• _Texte source_:

○ ○ ○ ○ ○

Six députés Verts/ALE ont adressé une question écrite à la Commission européenne concernant le respect par l’Union européenne du Protocole de Cartagena qui encadre les mouvements transfrontaliers d’Organismes vivants modifiés. Mais la question était bizarrement posée, et la réponse de la Commission nous laisse sur notre faim…
Dans leur question [1], les députés indiquent qu’aux États-Unis et au Canada, l’entreprise Cibus commercialise depuis 2015 des semences de colza génétiquement modifié par mutagénèse dirigée par oligonucléotides (SU Canola) pour tolérer les herbicides à base de sulfonylurée [2]). Selon les députés, « puisque rien ne s’y oppose, il y a tout lieu de croire que ce canola est exporté vers les partenaires commerciaux habituels de ces deux pays, dont l’Union européenne. Après avoir été introduit dans l’Union européenne, ce canola pourrait ensuite être exporté vers d’autres partenaires commerciaux ». Les députés demandent donc à la Commission si elle sait si des graines de SU canola sont exportées de l’Union européenne vers d’autres partenaires commerciaux et si tel est le cas, si nous pouvons considérer que les obligations imposées par le Protocole de Cartagena sont respectées.
La directive qui encadre les OGM dans l’Union européenne a été adoptée en 2001. Ce texte exempte des obligations qu’elle pose les plantes issues de la mutagénèse, sans référence à une technique de mutagénèse particulière [3]. Par conséquent, dans l’Union européenne, les variétés de colzas rendus tolérantes aux herbicides (VrTH) par mutagénèse échapperaient aux obligations posées par la directive en matière d’évaluation des risques, d’étiquetage ou de traçabilité. Il est fort probable que certaines de ces variétés de colza mutées soient issus de mutagénèse appliquée sur des cellules végétales cultivées in vitro.
Une réponse théorique de la Commission
Le Protocole de Cartagena, auquel l’Union européenne est liée, encadre les mouvements transfrontières d’organismes vivants modifiés [4]. Ce Protocole impose notamment aux États parties d’identifier ces organismes vivants modifiés en tant que tels lorsqu’ils les exportent vers un autre État partie.
Dans le Protocole, seuls sont considérés comme étant des organismes vivants modifiés les organismes issus de la « biotechnologie moderne », définie comme « l’application de techniques in vitro aux acides nucléiques […] qui surmontent les barrières naturelles de la physiologie de la reproduction ou de la recombinaison et qui ne sont pas des techniques utilisées pour la reproduction et la sélection de type classique ».

○ ○ ○ ○ ○

• _Données_:
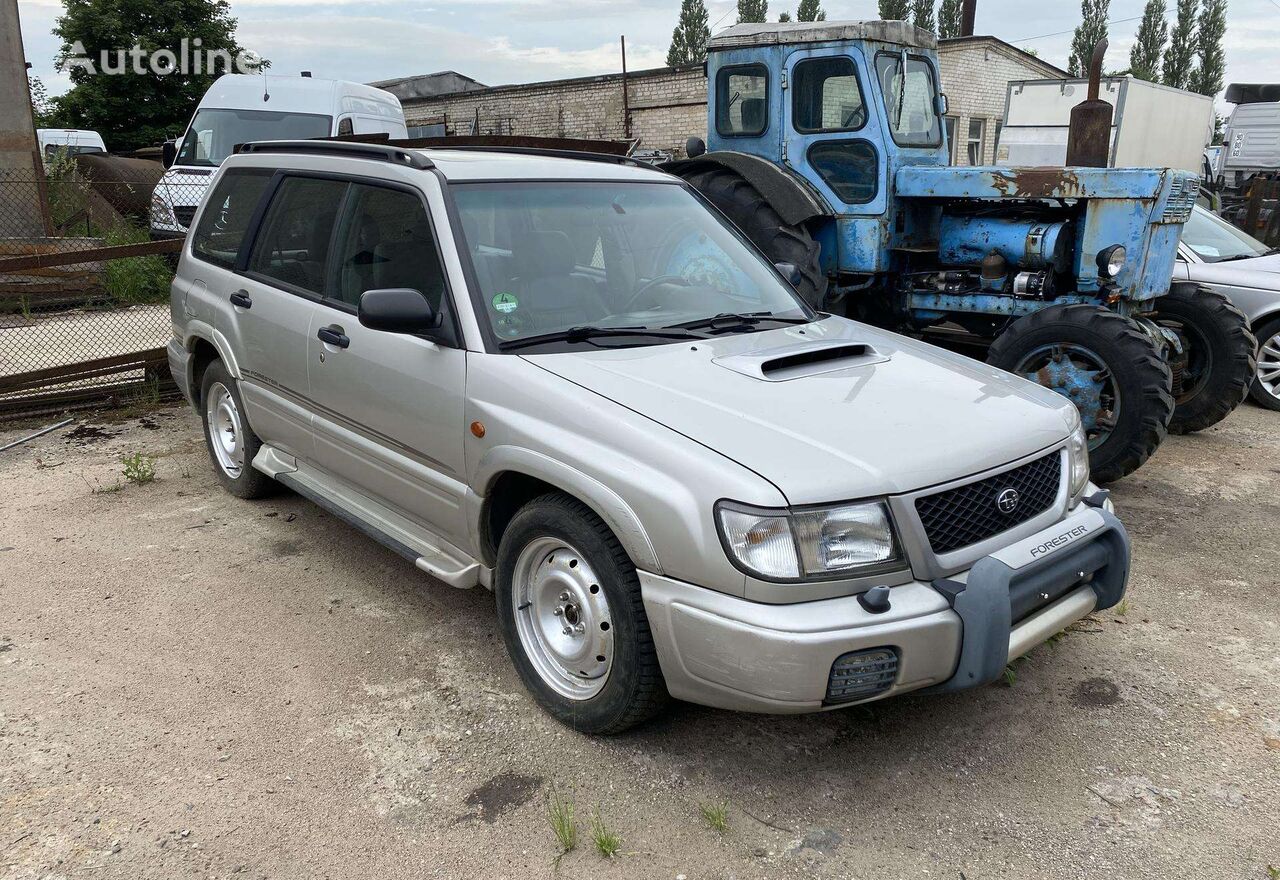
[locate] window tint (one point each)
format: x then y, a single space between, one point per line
743 101
385 241
227 214
849 168
827 96
295 239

○ ○ ○ ○ ○

• _Consignes_:
- 1) Répondez à ces questions à partir du texte sur le Protocole de Cartagena :
(a) Combien de députés Verts/ALE ont adressé la question écrite à la Commission européenne ?
(b) Depuis quelle année l'entreprise Cibus commercialise-t-elle ses semences de colza aux États-Unis et au Canada ?
(c) En quelle année la directive qui encadre les OGM dans l'Union européenne a-t-elle été adoptée ?
- 2) Reprenez mot pour mot, dans le texte sur le Protocole de Cartagena, le passage allant de "Une réponse théorique" jusqu'à "autre État partie.".
- 3) Traduisez en anglais cette phrase du texte sur le Protocole de Cartagena : « Ce Protocole impose notamment aux États parties d’identifier ces organismes vivants modifiés en tant que tels lorsqu’ils les exportent vers un autre État partie. »
Les entrées proviennent d'une autre source que le texte.

• _Réponses par consigne_:
- 1)
(a) Six.
(b) Depuis 2015.
(c) En 2001.

- 2)
Une réponse théorique de la Commission
Le Protocole de Cartagena, auquel l’Union européenne est liée, encadre les mouvements transfrontières d’organismes vivants modifiés [4]. Ce Protocole impose notamment aux États parties d’identifier ces organismes vivants modifiés en tant que tels lorsqu’ils les exportent vers un autre État partie.

- 3) In particular, this Protocol requires States Parties to identify these living modified organisms as such when they export them to another State Party.